Supplied text:
###
Arabic is widely considered one of the world’s toughest languages to learn. Its grammar rules are almost mathematical and spoken Arabic is entirely different from the written language. So, even if you’re reading novels in written Arabic (called Modern Standard Arabic), you might not be able to order a coffee. The vowels are left out of written Arabic, which can make reading challenging, and each letter has three different shapes, depending on where it fits in a word. So – fair warning – learning the alphabet will take some time! The spoken language comprises dialects which vary from country to country, and even from city to city. Pleasantries or niceties are common (i.e. ‘may your hands be blessed’), such that your standard interaction with, say, the guy at the corner store might involve four or five different pleasantries. All of this makes learning Arabic quite difficult.
And yet, Arabic language learners are on the rise. More and more students are enrolling in Arabic classes and studying in Arabic-speaking countries. Why? Here are six perks of learning Arabic that might explain the growth – in spite of all the challenges.
1. Communicate with Millions of People Around the World
Arabic is one of the most widely spoken languages in the world. Spoken by up to 422 million people across more than 20 countries, it is absolutely a global language. One of the UN’s six official languages, learning Arabic offers the chance to speak one of the world’s five most spoken languages.
2. Get a Job
With the rise of globalization, Arabic is an increasingly useful language on the job market. Knowing Arabic opens opportunities in business, government, nonprofit, education and beyond. In spite of its prevalence, many countries report a shortage of Arabic speakers. In fact, knowledge of Arabic is such a desirable skill that many governments and universities will pay you to study it! Scholarship opportunities – especially for studying abroad – are plentiful, and universities are eagerly recruiting students who pursue such opportunities.
3. Learn a Little about Islam
Arabic is the language of Islam, the language of the Quran, studied and spoken by Muslims across the globe – even outside of the Arab world, in Iran and Indonesia, for example. Learning Arabic offers the chance to gain a bit of knowledge about one of the world’s major religions. Misunderstandings and intolerance are common, and hate crimes against Muslim communities in Western countries, unfortunately, appear to be on the rise. For non-Muslims, learning Arabic offers the chance to learn about, and promote tolerance and understanding towards, this important religion and culture.
4. The Food
Aside from these more serious reasons, the food of the Arab world is DELICIOUS, and Arabs have a centuries-long tradition of warm and generous hospitality. Even non-Arabic speaking tourists are often welcomed into Arabs’ homes for a delectable spread; but, speak a few words of Arabic, and your hosts might just go above and beyond. Arabic food goes beyond the hummus and falafel that most are familiar with and includes meat-filled pastries, couscous, barbecued lamb and many other tasty treats. Once you’ve filled up on the savory, you’ll want to save room for sugary baklava or kinafe, a cheese-based dessert traditionally from Nablus, along with a strong cup of coffee or mint tea. A few recipes are listed here to get you started.
###
Dataset section:

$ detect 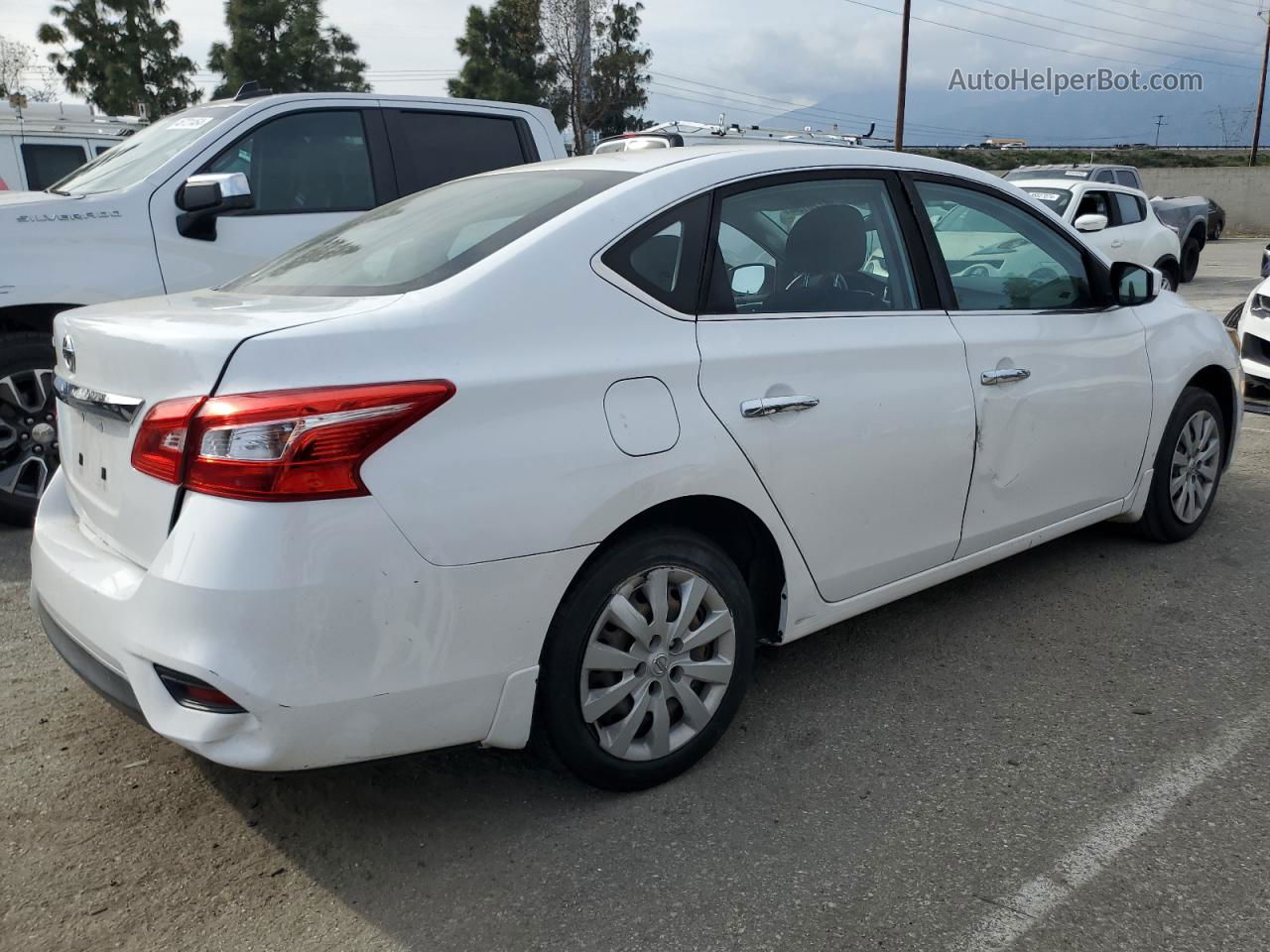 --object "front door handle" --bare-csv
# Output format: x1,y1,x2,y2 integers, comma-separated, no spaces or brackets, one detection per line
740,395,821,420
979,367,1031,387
###
Aim of the exercise: Can you reproduce, word for word, the passage of the text on learning Arabic from "3. Learn a Little" up to and including "religion and culture."?

Response:
3. Learn a Little about Islam
Arabic is the language of Islam, the language of the Quran, studied and spoken by Muslims across the globe – even outside of the Arab world, in Iran and Indonesia, for example. Learning Arabic offers the chance to gain a bit of knowledge about one of the world’s major religions. Misunderstandings and intolerance are common, and hate crimes against Muslim communities in Western countries, unfortunately, appear to be on the rise. For non-Muslims, learning Arabic offers the chance to learn about, and promote tolerance and understanding towards, this important religion and culture.